• EXERCISE DETAILS:
Would you repeat each line below precisely as it stands?

*** LISTED RECORDS ***

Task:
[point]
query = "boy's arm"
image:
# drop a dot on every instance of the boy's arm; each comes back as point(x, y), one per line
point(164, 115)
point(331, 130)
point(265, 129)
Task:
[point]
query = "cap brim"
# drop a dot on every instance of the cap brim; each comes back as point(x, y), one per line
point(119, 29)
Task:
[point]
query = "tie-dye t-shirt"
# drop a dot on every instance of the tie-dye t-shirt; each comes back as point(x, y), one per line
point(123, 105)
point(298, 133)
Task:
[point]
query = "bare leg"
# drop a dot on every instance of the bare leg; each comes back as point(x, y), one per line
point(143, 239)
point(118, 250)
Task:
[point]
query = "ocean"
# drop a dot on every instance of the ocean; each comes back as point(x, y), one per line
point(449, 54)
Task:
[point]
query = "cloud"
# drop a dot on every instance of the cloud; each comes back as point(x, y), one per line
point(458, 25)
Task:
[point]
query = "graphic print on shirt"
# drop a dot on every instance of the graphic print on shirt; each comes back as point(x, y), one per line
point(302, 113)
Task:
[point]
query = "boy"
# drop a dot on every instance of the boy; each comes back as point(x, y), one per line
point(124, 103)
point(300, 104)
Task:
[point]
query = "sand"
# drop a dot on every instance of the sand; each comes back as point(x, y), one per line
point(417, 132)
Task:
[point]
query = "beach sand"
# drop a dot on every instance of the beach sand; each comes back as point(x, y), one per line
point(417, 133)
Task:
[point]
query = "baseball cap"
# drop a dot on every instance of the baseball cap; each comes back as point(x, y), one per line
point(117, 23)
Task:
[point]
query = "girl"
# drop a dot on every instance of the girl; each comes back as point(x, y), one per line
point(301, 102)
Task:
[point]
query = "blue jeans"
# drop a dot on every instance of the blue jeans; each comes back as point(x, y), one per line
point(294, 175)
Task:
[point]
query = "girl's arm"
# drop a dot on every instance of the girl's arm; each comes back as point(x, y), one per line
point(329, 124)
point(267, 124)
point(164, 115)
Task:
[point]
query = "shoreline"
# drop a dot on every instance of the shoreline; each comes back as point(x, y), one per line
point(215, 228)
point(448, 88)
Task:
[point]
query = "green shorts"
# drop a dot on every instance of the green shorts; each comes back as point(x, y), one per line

*** End of LISTED RECORDS ***

• OUTPUT OF THE TASK:
Task:
[point]
query = "boy's arm"
image:
# drop a dot on every instance of the boy's arm; each comes back as point(x, y), one per line
point(164, 115)
point(331, 130)
point(265, 129)
Task:
[point]
query = "cap brim"
# drop a dot on every instance of the cap brim; each comes back as point(x, y), one per line
point(119, 29)
Task:
[point]
query = "tie-dye t-shirt"
# drop a dot on every instance of the tie-dye t-shirt; each comes back as point(x, y), one per line
point(123, 105)
point(298, 133)
Task:
[point]
query = "bare leg"
# drop a dot on every instance of the bare leg; each comes back as point(x, y), one per line
point(143, 239)
point(118, 250)
Task:
[point]
query = "ocean"
# drop a dot on every instance of the ocean; each comes back as point(x, y), one per line
point(449, 54)
Task:
[point]
query = "cloud"
# drop a dot on every instance of the cloud; each comes back as point(x, y), one per line
point(458, 25)
Task:
[point]
query = "graphic print on shirt"
# drop a dot on every instance of the graphic print on shirt; each comes back as point(x, y), one per line
point(302, 113)
Task:
[point]
query = "boy"
# drop a dot on every instance of the boy; each comes back as point(x, y), one per line
point(124, 103)
point(300, 104)
Task:
[point]
query = "sand"
# drop a dot on every instance of the sand; each comes back as point(x, y), one per line
point(417, 132)
Task:
[point]
query = "beach sand"
# drop a dot on every instance of the beach sand; each comes back as point(x, y), one per line
point(417, 133)
Task:
[point]
query = "baseball cap"
# drop a dot on every instance of the baseball cap; each comes back as point(x, y), one per line
point(117, 23)
Task:
[point]
query = "girl"
# drop a dot on every instance of the girl; each comes back as point(x, y), one per line
point(301, 102)
Task:
[point]
query = "blue jeans"
# drop a dot on every instance of the blue jeans; each comes back as point(x, y), one per line
point(294, 175)
Task:
[point]
query = "girl's arm"
# drop a dot on every instance of the girl's arm; each comes back as point(x, y), one per line
point(329, 124)
point(267, 124)
point(164, 115)
Task:
[point]
query = "shoreline"
# drop a dot on every instance of the shoreline; each comes back as point(x, y), one per line
point(215, 228)
point(448, 88)
Task:
[point]
query = "green shorts"
# drop a dot on every instance of the green shorts; each comes back as point(x, y), one per line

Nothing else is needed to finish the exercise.